* **Exercise goal**
Copy all the records below, including the requests, but leave out the pictures. In the answers only, multiply every number (the viewBox sizes and the outline coordinates) by 0.2 and round to whole numbers with halves rounded up, and keep the numbers in the requests and their format samples as they are.

* **Records supplied**
=======

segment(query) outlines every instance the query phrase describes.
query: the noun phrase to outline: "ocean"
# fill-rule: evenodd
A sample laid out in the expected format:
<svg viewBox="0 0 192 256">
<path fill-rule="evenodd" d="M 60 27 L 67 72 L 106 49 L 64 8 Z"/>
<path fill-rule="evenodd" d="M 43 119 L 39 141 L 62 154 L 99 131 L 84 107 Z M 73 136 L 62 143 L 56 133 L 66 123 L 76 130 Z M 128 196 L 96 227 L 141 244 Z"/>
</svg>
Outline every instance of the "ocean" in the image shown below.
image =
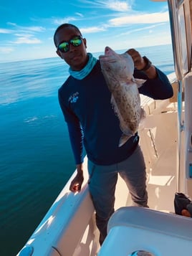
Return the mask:
<svg viewBox="0 0 192 256">
<path fill-rule="evenodd" d="M 171 45 L 137 49 L 174 72 Z M 1 256 L 18 253 L 75 171 L 57 100 L 67 76 L 59 57 L 0 63 Z"/>
</svg>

=======

* **Solution to this exercise**
segment(query) outlines every instance the query phrase describes.
query: the noun phrase to outline: "ocean"
# fill-rule: evenodd
A sample laid out in the expected format:
<svg viewBox="0 0 192 256">
<path fill-rule="evenodd" d="M 60 27 L 67 72 L 106 49 L 64 8 Z"/>
<path fill-rule="evenodd" d="M 43 119 L 39 141 L 62 154 L 99 131 L 84 107 Z M 73 136 L 62 143 L 56 133 L 66 123 L 76 130 Z M 128 196 L 96 227 L 141 244 Z"/>
</svg>
Outline every instance of the "ocean" in the image shown below.
image =
Return the mask:
<svg viewBox="0 0 38 51">
<path fill-rule="evenodd" d="M 34 9 L 27 10 L 35 14 Z M 0 51 L 4 51 L 15 34 L 11 20 L 13 15 L 12 11 L 0 13 Z"/>
</svg>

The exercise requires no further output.